__SOURCE EXCERPT__.
◆ ◆ ◆ ◆ ◆

The bearings are then visible inside the hub
... and below the speedo drive position (once the grease was cleaned off)
Both bearings are metal shielded sealed units- great news I hadn't expected that. Further both seemed in very good condition and turned smoothly with no grating or binding- so that seems to be something else I wont need to change.
The wheel is desperate for a clean- but its covered in road dirt and aluminium rust- it should clean up with a gentle rub in using fine wire wool in dilute vinegar or possibly a fine brass brush. I don't want to scratch the aluminium more than necessary to get this concrete-like material off- luckily this process was quite efficient but it took a lot of effort and was very fiddly. The alloy also emerged relatively dull from this treatment and will need a lot of polishing. I treated the spokes with rust removing gel but it wasn't a great success and they're going to need rubbing with Emery. Even then they will need painting or treating. Definitely best would be a wheel rebuild but hey- what a cost!
Turning my attention to the brake backplate I cleaned much of the corrosion off using diluted white vinegar and a fine brass wire brush. This did create some scratches but I hope to remove those in due course.
Cut the masking tape between the shoes as you need to slide one forward by levering with a screwdriver.The shoes can then be lifted up and separated. My hub showed signs of light corrosion but nothing serious- they need a bit of grease in the pivot points.
Note the nut is loosened and there is a washer beneath it. There is a rubber sealing washer under the arm.
Sadly the camera battery failed at this point but I was able to clean the back plate a little more and remove the actuating stud- refitting it with a smear of fresh copper grease so it could rotate smoothly.
I reinstalled the brake shoes- smear of grease under the location feet. Its a little awkward to reassemble but assemble the shoes in a 'V' formation with the spring between, and then force them downwards. Use a screwdriver to lever the shoe feet into place.
Reassembled brake plate.
Refitting the wheel is, as they say, the reverse of removal but remembering to install the sealing disc under the speedo drive.

◆ ◆ ◆ ◆ ◆

__COLLECTED DATA__.
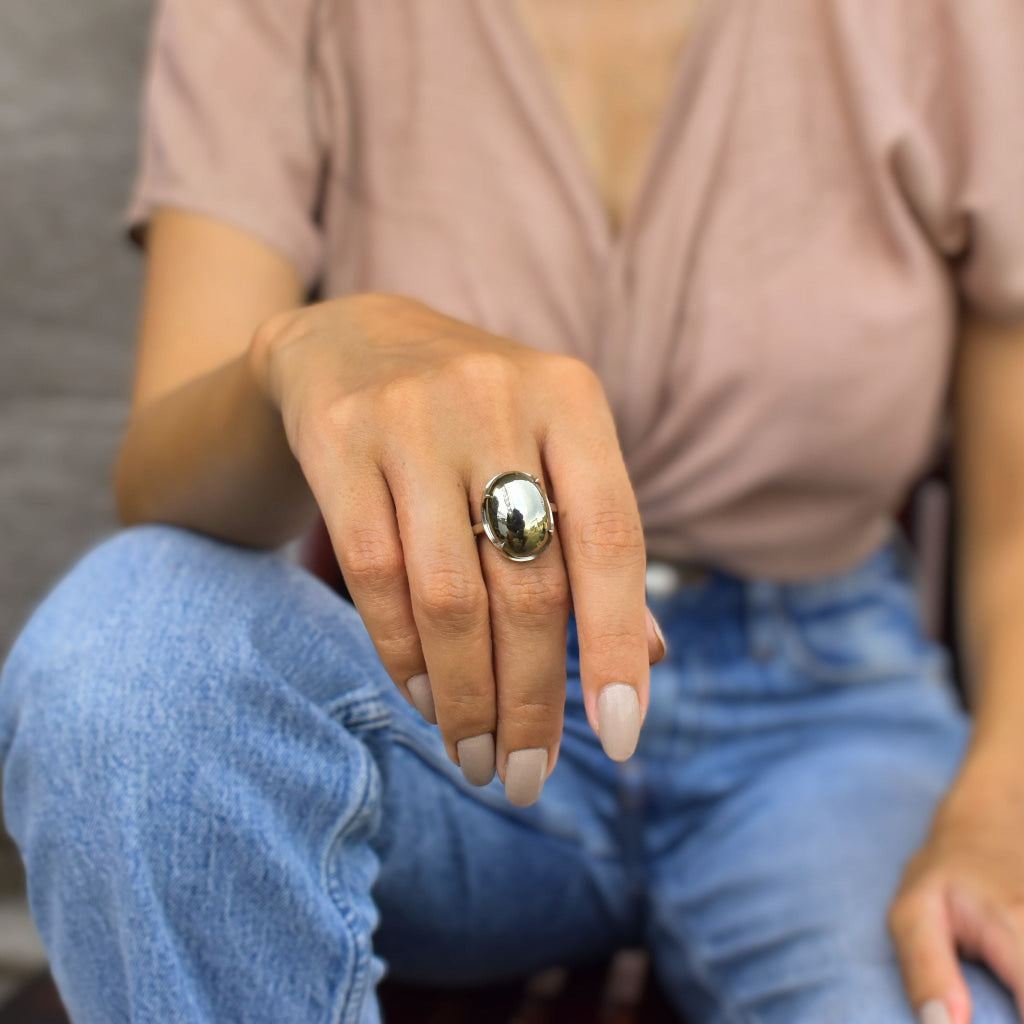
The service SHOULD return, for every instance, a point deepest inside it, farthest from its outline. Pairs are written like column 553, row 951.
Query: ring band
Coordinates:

◆ ◆ ◆ ◆ ◆

__DIRECTIVES__.
(a) Answer these questions from the wheel and brake excerpt, one per line, marked (i), (ii), (iii):
(i) What kind of units are the two hub bearings?
(ii) What did the writer use to clean much of the corrosion off the brake backplate?
(iii) What must be installed under the speedo drive when refitting the wheel?
(b) Summarize the wheel and brake excerpt in two sentences.
(c) According to the wheel and brake excerpt, why was the actuating stud refitted with a smear of fresh copper grease? Answer in one sentence.

__TASK ANSWERS__.
(a)
(i) They are metal shielded sealed units.
(ii) Diluted white vinegar and a fine brass wire brush.
(iii) The sealing disc.

(b) The hub bearings turned out to be metal shielded sealed units in very good condition, so they won't need changing, while the wheel, spokes and brake backplate were cleaned of dirt and corrosion. The brake shoes were removed, greased and reinstalled, and the wheel is refitted in the reverse order of removal, with the sealing disc under the speedo drive.

(c) The grease was applied so that the stud could rotate smoothly.